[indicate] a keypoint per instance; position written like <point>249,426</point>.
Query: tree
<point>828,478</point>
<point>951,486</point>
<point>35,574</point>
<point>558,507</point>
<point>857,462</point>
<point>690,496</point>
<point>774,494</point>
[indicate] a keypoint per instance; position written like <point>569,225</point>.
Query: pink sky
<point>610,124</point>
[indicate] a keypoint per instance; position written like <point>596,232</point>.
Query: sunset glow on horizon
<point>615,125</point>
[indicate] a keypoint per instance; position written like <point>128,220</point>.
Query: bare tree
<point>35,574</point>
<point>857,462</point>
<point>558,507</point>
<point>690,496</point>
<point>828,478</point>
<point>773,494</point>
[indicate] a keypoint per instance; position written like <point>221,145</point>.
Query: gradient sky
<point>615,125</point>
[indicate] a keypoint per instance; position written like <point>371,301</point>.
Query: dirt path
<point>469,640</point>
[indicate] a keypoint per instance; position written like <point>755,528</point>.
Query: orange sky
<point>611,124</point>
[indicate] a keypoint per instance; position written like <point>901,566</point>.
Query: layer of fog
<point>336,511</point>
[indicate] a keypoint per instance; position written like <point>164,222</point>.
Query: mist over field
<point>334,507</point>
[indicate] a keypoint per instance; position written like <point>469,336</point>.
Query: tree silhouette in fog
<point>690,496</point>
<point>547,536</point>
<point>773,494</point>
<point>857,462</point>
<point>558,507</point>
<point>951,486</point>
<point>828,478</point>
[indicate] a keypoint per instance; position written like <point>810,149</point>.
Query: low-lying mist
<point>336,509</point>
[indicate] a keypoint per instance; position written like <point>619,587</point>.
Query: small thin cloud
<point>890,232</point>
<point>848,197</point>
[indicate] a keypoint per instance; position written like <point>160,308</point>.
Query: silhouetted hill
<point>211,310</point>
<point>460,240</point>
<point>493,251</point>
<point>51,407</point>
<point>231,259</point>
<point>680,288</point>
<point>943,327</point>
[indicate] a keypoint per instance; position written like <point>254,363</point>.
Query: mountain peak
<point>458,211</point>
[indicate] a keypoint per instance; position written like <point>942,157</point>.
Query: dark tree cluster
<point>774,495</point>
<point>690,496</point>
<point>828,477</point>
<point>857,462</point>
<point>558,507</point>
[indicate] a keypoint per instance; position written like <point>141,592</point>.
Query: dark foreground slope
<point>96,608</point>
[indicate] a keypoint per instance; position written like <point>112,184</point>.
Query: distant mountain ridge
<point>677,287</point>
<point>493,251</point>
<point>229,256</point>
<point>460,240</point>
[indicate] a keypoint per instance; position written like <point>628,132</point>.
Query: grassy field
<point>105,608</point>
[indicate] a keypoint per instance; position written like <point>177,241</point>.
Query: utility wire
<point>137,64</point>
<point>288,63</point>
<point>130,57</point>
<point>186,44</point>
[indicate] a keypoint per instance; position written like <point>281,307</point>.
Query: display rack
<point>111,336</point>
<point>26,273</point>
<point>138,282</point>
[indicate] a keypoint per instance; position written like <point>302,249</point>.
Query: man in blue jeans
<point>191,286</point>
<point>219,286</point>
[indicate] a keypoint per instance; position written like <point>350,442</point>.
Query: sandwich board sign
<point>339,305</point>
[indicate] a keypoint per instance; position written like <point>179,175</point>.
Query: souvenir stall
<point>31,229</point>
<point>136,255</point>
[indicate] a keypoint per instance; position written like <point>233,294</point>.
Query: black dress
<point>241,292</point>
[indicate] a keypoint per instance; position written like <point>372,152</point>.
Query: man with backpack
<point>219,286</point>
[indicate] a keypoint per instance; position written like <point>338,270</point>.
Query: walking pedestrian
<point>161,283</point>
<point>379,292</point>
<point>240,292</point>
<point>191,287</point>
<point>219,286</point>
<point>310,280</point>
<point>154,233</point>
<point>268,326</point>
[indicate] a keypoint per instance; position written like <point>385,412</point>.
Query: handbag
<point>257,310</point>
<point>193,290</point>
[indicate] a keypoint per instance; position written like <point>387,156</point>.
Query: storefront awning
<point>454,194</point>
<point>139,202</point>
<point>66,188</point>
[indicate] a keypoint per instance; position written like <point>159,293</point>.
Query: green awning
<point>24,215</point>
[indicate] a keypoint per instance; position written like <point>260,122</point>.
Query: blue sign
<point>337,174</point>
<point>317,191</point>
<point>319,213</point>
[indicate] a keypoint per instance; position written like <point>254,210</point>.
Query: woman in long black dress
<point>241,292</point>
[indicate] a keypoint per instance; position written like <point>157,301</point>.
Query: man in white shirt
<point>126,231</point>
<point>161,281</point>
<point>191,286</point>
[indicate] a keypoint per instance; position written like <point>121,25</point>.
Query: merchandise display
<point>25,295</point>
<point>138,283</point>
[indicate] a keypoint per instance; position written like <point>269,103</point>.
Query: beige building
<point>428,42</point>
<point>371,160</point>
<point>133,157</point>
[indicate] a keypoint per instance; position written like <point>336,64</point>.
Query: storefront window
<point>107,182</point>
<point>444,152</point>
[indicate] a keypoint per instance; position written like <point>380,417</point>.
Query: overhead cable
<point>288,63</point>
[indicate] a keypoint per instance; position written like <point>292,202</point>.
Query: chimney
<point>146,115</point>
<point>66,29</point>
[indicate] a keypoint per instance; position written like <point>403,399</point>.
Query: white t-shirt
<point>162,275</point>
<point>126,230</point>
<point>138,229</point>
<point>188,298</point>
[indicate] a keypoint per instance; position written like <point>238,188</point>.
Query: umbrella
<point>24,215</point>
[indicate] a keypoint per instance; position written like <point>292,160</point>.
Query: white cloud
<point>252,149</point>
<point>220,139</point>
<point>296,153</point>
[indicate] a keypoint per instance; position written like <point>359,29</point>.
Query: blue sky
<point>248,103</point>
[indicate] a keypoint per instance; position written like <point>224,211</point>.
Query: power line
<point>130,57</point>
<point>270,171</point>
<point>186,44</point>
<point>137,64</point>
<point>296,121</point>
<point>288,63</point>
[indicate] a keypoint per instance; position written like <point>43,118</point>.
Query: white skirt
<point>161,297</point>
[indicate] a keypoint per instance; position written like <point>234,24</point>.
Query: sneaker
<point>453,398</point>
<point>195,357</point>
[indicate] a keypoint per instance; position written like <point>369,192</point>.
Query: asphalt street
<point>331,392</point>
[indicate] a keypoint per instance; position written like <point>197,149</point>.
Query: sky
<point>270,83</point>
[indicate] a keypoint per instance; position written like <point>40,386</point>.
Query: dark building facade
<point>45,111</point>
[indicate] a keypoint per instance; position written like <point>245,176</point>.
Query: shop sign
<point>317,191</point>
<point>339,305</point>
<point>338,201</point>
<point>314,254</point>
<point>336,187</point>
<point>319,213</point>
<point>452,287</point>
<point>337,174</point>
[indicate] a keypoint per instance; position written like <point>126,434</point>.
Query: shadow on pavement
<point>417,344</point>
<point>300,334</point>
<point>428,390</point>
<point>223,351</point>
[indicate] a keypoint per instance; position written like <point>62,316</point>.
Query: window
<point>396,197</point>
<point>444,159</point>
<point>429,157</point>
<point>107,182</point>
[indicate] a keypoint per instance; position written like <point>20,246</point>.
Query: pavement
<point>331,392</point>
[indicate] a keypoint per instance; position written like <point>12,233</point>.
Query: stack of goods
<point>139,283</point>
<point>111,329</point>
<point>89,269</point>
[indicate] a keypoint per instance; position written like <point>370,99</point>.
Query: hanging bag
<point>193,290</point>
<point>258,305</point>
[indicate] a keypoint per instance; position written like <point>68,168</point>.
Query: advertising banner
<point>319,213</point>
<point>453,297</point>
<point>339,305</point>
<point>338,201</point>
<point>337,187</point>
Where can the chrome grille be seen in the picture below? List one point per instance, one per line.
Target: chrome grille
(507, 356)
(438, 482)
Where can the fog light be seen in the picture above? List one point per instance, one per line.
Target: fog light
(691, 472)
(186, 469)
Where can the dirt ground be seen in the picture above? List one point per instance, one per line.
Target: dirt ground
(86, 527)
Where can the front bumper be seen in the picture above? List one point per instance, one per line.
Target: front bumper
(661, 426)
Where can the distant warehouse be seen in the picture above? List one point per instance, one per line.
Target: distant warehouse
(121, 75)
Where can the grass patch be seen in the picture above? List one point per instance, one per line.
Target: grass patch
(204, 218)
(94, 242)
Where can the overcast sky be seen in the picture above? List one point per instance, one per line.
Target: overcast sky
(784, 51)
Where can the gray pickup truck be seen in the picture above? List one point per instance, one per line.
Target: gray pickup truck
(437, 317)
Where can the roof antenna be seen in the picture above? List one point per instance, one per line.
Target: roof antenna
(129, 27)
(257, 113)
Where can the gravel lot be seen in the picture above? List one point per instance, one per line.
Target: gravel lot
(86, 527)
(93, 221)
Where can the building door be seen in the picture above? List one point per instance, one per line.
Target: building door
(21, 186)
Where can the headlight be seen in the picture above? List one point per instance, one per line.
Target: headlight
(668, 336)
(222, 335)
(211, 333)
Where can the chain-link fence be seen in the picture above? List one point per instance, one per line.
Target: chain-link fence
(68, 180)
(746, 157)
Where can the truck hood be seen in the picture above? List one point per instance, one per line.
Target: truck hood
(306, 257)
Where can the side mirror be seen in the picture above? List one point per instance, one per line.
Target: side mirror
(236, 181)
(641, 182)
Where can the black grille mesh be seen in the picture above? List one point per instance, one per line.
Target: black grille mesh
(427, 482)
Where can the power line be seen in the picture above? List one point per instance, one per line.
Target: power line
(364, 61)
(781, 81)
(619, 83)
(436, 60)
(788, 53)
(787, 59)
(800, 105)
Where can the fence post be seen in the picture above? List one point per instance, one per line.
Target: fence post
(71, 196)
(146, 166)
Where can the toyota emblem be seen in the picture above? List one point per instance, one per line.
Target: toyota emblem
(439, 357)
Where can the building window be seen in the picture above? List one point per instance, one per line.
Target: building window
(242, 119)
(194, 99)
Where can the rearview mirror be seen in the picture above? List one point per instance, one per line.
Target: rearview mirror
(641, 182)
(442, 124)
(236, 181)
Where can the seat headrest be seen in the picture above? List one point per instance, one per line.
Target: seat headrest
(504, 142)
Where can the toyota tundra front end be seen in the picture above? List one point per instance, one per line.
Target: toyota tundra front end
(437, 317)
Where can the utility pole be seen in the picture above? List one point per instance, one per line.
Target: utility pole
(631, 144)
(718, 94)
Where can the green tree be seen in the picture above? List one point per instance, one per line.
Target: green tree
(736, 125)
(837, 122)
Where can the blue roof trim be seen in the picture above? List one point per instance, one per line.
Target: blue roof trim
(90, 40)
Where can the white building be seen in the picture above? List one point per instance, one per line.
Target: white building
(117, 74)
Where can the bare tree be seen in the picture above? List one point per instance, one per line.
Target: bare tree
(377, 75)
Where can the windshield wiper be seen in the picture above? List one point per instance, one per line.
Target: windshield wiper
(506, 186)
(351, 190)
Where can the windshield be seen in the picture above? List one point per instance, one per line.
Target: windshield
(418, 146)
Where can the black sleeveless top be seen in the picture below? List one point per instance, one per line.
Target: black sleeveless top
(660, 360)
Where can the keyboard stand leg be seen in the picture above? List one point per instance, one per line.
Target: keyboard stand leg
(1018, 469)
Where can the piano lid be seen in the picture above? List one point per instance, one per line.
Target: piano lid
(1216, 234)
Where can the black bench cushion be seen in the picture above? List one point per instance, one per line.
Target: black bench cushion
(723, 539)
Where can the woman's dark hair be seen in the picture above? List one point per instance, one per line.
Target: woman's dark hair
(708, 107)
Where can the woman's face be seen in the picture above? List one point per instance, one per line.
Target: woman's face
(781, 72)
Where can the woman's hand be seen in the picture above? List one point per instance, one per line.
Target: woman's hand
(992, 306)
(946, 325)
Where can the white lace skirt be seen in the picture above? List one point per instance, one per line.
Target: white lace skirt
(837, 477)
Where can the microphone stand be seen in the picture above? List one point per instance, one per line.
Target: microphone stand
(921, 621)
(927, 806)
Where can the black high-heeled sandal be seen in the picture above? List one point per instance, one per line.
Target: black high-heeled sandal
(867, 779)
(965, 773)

• [Work to complete]
Every line that holds the word "below" should be copied from the listing.

• [Task solution]
Where can the chrome grille be seen in the picture below? List one point per instance, one per line.
Where can the black sleeveless top be seen in the picture below? List one point per instance, one per line.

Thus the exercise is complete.